POLECENIE:
Jakie łącze ma według tekstu strony osoba pytająca o działanie torrentów?

TEKST STRONY:
══════════

# [TORRENT] na jakiej zasadzie to działa?

## Poe

Witam, mam pytanie, które nurtuje mnie od jakiegoś czasu. na jakiej zasadzie działają torrenty? ok, wiem, ze wymiana plików userzy, seedy itp. dokladnie chodzi mi o to, że jakiś torrent ma np. 100 seedow, 200 userów z czego akurat jest dostępnych np. 10s i 15p. patrząc na prędkości tych ludzi (w utorrencie pokazuje kto ile ssie), są to zawsze duże prędkości, a ja ciągnę po kilkanascie kilobajtów. dlaczego? mam łącze 1mbit i rzadko kiedy na torrencie uzyskuje pełną prędkość, a nie mam żadnych ograniczeń co do p2p od isp. da się jakos wymusić większa prędkość?

══════════

DOSTARCZONE DANE:

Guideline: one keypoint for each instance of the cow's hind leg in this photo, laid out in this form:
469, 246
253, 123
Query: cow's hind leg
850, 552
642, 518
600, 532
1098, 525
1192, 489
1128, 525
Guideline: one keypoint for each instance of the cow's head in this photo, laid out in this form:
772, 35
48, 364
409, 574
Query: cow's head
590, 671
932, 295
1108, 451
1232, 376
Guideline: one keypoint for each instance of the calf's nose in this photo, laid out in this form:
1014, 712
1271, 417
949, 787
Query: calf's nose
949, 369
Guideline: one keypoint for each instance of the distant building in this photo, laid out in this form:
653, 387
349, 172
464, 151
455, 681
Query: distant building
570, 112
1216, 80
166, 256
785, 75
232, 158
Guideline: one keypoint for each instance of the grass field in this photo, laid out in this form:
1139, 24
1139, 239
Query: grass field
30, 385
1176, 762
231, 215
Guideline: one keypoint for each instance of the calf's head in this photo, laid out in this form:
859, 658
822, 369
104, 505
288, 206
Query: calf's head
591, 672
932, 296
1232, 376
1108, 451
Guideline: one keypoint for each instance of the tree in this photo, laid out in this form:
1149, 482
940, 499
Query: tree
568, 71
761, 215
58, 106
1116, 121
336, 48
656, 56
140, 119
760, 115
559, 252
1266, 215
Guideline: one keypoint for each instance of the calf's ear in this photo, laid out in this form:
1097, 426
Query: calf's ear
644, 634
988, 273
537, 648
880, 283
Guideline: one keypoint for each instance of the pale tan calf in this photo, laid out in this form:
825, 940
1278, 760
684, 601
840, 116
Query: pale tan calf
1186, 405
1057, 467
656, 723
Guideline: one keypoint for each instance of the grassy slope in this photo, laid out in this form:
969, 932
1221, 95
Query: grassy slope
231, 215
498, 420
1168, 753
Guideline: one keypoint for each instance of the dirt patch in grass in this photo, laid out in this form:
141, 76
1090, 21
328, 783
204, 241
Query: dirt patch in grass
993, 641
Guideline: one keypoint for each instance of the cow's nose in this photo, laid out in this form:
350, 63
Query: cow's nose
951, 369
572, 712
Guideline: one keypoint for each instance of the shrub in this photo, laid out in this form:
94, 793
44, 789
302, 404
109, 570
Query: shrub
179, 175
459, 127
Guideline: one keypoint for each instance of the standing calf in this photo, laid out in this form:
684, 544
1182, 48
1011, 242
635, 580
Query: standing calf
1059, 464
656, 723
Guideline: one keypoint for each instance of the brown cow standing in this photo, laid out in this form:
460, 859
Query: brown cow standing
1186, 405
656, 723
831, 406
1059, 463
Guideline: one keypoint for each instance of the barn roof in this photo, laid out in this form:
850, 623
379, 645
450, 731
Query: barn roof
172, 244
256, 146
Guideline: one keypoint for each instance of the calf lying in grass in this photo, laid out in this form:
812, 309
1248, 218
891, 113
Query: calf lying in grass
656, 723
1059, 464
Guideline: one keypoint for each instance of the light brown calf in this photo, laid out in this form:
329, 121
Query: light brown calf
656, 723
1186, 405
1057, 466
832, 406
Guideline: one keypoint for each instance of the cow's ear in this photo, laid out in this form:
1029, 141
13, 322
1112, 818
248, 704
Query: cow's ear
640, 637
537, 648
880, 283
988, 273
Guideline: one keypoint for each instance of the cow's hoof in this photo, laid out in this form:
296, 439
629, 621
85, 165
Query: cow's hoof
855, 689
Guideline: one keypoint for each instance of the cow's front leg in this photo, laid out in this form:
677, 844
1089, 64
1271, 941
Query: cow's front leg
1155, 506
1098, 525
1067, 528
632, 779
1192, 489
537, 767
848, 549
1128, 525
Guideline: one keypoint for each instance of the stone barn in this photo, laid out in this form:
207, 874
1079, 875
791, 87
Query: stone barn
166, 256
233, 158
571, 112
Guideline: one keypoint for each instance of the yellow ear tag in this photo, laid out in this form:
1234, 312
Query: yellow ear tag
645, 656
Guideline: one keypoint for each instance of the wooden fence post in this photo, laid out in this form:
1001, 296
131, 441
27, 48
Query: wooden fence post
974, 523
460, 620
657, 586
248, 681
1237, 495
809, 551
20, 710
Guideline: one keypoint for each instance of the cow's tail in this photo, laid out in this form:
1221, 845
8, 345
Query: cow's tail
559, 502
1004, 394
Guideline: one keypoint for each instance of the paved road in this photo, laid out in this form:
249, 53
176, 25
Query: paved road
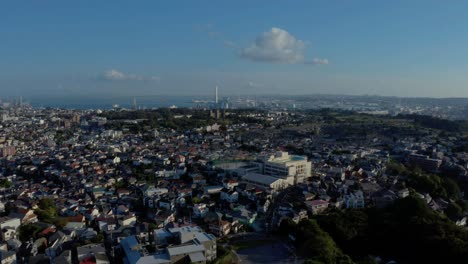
275, 253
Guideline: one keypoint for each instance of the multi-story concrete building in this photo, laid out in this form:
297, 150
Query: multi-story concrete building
293, 168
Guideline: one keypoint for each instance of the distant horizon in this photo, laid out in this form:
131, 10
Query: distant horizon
93, 48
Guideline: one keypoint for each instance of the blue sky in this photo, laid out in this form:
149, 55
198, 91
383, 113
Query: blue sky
397, 48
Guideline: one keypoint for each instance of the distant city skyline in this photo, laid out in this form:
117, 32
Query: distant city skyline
122, 48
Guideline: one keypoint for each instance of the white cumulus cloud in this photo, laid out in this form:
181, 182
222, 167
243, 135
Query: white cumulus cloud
115, 75
319, 61
277, 46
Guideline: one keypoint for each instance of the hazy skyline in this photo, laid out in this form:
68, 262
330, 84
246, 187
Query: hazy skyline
86, 48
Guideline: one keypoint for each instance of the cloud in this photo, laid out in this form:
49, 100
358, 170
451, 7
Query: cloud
319, 61
115, 75
230, 44
276, 46
254, 85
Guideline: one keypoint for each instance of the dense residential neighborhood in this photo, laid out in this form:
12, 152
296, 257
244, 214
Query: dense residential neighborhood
173, 186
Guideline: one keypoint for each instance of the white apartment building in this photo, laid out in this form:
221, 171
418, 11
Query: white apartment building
293, 168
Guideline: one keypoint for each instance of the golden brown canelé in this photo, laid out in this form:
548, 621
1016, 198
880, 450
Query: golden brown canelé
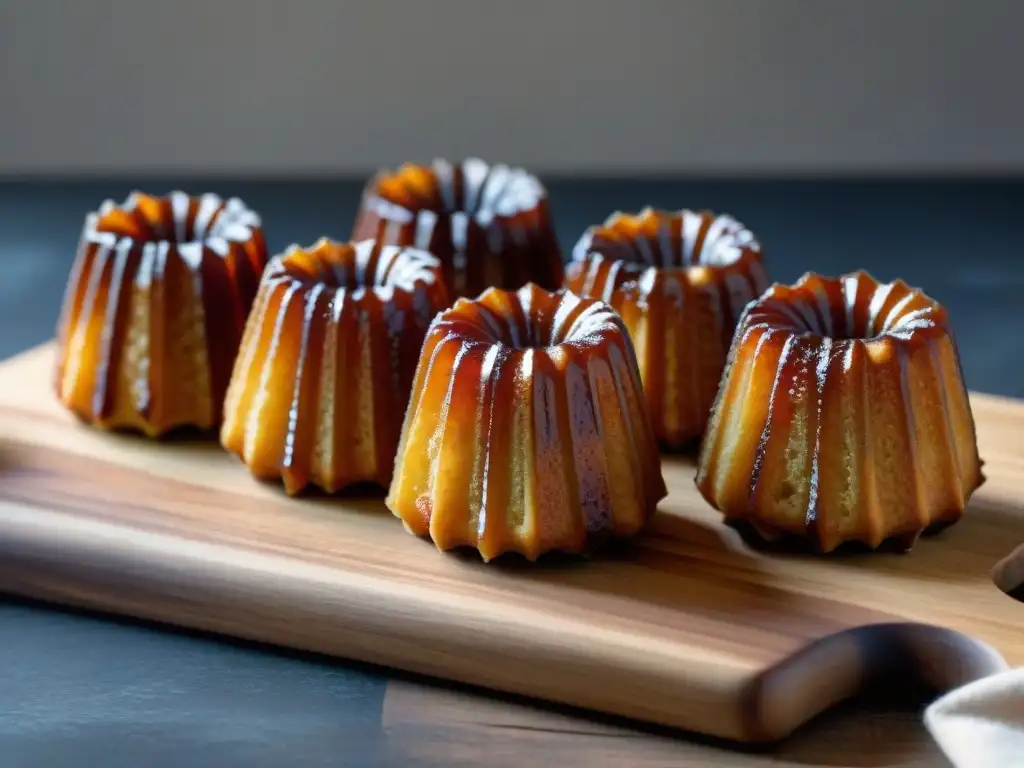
842, 417
323, 378
155, 308
680, 282
526, 430
488, 224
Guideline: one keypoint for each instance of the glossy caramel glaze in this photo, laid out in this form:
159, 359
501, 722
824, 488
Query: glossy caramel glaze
842, 416
155, 308
680, 282
327, 363
526, 430
488, 224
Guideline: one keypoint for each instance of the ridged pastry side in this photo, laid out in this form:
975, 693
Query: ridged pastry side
488, 224
154, 310
843, 416
527, 429
324, 376
680, 282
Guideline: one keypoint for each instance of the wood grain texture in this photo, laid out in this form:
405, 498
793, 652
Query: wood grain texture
688, 628
438, 725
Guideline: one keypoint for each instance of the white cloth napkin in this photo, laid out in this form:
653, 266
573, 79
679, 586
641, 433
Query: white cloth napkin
981, 724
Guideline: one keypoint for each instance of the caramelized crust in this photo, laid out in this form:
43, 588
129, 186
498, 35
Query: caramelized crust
680, 282
842, 416
323, 379
526, 430
154, 310
488, 224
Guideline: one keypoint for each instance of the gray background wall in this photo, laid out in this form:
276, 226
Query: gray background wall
593, 86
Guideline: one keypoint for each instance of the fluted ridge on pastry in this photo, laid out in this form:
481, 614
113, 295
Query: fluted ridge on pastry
526, 430
488, 224
154, 310
842, 416
680, 280
323, 379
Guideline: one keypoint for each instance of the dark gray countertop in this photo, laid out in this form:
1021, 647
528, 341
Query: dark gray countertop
81, 690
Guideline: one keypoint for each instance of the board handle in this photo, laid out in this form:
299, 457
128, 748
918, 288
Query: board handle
838, 667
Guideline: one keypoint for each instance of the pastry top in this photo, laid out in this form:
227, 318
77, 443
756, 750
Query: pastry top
852, 306
187, 222
699, 247
360, 267
473, 187
532, 318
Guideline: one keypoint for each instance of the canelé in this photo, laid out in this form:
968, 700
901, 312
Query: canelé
488, 224
842, 417
526, 430
680, 282
323, 379
155, 308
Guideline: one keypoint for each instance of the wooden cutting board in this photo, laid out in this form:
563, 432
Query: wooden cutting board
688, 627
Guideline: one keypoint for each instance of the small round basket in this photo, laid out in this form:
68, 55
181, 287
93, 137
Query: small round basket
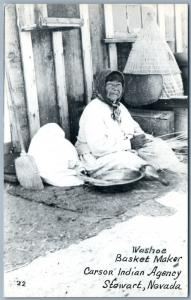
113, 185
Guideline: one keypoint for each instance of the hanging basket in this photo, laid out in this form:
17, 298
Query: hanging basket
142, 89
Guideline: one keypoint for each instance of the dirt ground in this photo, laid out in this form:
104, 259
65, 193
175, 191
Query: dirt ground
34, 229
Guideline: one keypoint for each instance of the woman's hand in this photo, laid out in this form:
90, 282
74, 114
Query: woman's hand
138, 141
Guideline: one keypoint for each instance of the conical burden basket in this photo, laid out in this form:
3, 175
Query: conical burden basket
151, 56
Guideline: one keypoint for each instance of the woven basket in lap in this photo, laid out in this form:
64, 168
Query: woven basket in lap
151, 55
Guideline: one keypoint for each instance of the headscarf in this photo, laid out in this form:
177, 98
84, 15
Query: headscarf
100, 90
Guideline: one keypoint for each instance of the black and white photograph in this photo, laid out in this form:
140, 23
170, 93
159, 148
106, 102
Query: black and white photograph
96, 150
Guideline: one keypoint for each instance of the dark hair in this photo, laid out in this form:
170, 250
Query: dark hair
115, 76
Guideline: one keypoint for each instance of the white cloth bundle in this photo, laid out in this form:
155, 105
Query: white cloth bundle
55, 156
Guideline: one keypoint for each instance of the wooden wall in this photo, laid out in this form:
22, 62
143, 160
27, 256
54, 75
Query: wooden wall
52, 69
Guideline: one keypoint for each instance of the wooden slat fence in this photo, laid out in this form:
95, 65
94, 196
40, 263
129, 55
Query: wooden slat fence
54, 51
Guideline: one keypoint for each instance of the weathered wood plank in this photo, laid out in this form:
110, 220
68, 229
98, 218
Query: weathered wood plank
161, 19
59, 23
149, 8
97, 30
29, 74
73, 64
86, 51
44, 69
120, 21
61, 82
14, 65
9, 119
178, 27
109, 31
133, 14
7, 122
25, 16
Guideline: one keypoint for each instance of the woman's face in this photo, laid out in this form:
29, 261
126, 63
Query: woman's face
114, 90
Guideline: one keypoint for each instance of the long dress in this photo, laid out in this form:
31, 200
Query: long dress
104, 144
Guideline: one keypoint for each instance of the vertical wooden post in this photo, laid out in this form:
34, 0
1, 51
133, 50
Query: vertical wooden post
109, 30
61, 81
9, 119
178, 28
14, 64
29, 74
161, 19
86, 51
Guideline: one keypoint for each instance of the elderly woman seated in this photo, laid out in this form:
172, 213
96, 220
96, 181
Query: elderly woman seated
109, 139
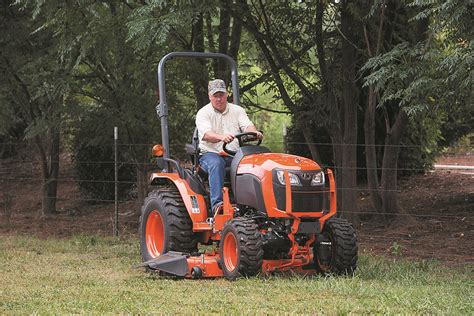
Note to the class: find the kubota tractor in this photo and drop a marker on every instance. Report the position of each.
(278, 212)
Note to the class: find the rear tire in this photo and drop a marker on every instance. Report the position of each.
(240, 249)
(336, 249)
(165, 225)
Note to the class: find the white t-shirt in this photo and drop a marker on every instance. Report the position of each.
(233, 120)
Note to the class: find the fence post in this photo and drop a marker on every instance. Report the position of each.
(116, 182)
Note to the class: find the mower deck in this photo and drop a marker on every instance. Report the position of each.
(206, 265)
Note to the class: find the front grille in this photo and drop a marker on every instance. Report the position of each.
(304, 198)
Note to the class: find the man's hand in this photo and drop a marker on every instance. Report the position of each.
(227, 138)
(259, 134)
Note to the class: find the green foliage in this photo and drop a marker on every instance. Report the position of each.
(435, 73)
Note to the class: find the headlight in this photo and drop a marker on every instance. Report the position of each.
(294, 180)
(318, 178)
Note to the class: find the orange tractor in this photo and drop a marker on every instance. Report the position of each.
(278, 213)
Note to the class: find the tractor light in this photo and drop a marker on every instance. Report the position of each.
(318, 179)
(158, 150)
(294, 180)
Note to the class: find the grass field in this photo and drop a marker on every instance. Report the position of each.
(90, 274)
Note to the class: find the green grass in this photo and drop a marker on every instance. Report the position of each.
(87, 274)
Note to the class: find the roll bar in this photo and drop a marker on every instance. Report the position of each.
(162, 107)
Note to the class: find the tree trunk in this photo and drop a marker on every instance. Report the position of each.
(50, 171)
(221, 71)
(370, 152)
(308, 137)
(389, 166)
(350, 104)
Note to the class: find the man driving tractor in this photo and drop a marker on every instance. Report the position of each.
(217, 123)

══════════

ODPOWIEDŹ:
Łącze 1 Mbit.